WORK INSTRUCTIONS. Locate every line below that contains the string "player", and copy each one in full.
— Begin —
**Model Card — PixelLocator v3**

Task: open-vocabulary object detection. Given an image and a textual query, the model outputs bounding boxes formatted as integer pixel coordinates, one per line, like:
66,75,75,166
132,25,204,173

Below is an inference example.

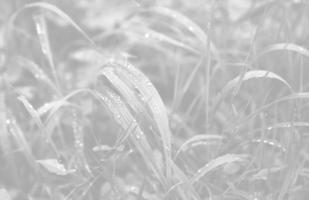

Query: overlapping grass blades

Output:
5,2,95,45
175,134,225,159
98,63,171,176
96,85,168,188
213,70,294,114
190,154,248,183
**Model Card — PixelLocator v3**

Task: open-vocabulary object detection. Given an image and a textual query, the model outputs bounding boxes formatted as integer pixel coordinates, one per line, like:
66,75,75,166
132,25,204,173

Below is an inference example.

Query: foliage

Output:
0,0,309,200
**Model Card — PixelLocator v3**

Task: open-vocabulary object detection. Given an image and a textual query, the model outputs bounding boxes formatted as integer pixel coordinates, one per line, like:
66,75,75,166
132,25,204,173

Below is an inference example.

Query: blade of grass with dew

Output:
7,117,37,170
36,99,73,116
175,134,225,159
226,92,309,130
259,43,309,57
18,96,59,155
142,7,215,52
164,161,201,200
14,56,57,92
33,14,61,93
100,64,151,122
109,61,171,177
190,154,247,183
5,2,95,46
250,138,287,152
125,26,200,54
213,70,293,115
95,86,168,188
267,121,309,130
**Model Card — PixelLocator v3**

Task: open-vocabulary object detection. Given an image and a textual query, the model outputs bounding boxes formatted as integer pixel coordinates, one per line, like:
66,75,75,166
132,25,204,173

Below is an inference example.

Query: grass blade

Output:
191,154,246,183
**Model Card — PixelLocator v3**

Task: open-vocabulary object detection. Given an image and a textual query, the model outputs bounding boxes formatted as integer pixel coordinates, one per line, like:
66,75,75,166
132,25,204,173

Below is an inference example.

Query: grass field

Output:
0,0,309,200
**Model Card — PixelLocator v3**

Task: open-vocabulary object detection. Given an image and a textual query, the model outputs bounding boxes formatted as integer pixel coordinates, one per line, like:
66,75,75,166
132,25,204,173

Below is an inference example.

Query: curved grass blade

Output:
94,86,168,188
6,2,95,46
142,7,208,48
125,27,201,54
226,92,309,130
18,96,59,155
213,70,293,112
191,154,247,183
174,134,225,159
259,43,309,57
33,14,61,93
107,61,171,176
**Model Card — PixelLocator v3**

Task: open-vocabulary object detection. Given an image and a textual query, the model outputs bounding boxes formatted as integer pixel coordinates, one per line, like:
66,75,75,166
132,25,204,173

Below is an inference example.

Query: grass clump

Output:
0,0,309,200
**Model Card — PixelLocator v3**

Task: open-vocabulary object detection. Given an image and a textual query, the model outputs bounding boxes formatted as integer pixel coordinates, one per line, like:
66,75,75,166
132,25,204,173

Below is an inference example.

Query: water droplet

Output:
135,131,144,139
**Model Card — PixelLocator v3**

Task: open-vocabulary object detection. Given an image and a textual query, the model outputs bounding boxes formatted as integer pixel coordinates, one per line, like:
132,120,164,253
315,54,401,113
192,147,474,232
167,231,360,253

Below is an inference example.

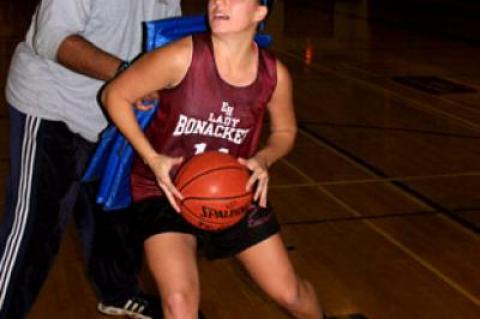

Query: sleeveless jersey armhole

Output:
166,36,195,90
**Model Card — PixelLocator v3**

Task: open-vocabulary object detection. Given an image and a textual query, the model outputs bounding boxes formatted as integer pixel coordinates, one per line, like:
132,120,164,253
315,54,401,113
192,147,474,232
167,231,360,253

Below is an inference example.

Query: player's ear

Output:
255,5,268,23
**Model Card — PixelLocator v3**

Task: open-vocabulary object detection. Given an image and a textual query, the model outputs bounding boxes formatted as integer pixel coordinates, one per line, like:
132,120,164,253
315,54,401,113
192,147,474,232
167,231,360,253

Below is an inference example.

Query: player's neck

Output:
212,32,257,69
212,32,258,86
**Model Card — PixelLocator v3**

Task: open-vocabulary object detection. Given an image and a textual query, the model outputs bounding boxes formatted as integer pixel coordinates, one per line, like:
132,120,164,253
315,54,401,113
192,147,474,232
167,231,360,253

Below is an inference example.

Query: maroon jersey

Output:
131,33,277,201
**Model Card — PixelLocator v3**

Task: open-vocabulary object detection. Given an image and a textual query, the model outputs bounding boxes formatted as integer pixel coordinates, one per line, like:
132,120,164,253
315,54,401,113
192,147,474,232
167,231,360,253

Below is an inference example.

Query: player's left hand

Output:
238,156,269,207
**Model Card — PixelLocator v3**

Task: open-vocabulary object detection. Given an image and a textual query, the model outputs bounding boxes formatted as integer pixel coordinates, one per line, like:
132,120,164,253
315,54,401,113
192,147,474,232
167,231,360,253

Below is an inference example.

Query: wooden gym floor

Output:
0,0,480,319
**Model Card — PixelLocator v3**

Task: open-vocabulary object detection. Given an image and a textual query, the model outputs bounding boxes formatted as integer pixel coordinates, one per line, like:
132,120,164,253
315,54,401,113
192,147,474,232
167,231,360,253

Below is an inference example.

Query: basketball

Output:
175,152,253,231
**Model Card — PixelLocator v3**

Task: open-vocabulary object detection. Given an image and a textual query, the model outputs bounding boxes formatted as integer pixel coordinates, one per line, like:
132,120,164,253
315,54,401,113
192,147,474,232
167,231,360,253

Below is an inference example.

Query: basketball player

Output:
103,0,323,319
0,0,180,319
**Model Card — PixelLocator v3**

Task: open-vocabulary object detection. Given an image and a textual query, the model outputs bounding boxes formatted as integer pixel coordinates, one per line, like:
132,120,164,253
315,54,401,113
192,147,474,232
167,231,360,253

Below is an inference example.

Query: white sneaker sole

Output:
97,303,153,319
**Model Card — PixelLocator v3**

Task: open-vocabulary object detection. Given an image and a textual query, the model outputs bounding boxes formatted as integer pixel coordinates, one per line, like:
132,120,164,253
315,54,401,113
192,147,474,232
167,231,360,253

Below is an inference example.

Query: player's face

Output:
208,0,267,34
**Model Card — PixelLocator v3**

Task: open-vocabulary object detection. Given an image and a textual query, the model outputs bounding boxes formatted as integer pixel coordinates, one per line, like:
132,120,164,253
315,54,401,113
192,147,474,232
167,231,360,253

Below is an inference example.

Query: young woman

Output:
102,0,322,319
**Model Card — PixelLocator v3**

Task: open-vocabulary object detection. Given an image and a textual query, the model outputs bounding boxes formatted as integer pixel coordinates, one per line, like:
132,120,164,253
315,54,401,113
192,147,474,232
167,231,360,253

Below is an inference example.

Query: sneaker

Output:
97,294,162,319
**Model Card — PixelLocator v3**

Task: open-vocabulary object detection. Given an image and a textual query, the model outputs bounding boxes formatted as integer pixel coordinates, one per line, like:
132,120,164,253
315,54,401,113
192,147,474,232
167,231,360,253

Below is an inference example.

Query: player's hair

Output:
259,0,275,20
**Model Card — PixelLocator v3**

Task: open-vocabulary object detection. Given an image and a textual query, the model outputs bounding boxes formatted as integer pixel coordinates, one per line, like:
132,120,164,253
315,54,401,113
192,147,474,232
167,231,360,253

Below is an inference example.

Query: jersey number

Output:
194,143,228,155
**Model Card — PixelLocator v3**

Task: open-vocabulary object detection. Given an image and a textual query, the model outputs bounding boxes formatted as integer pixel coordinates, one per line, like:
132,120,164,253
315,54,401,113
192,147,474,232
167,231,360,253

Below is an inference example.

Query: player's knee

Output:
— End —
EXERCISE ANSWER.
Query: player's ear
Query: player's neck
Query: player's left hand
Query: basketball player
Query: player's face
Query: player's hair
Query: player's knee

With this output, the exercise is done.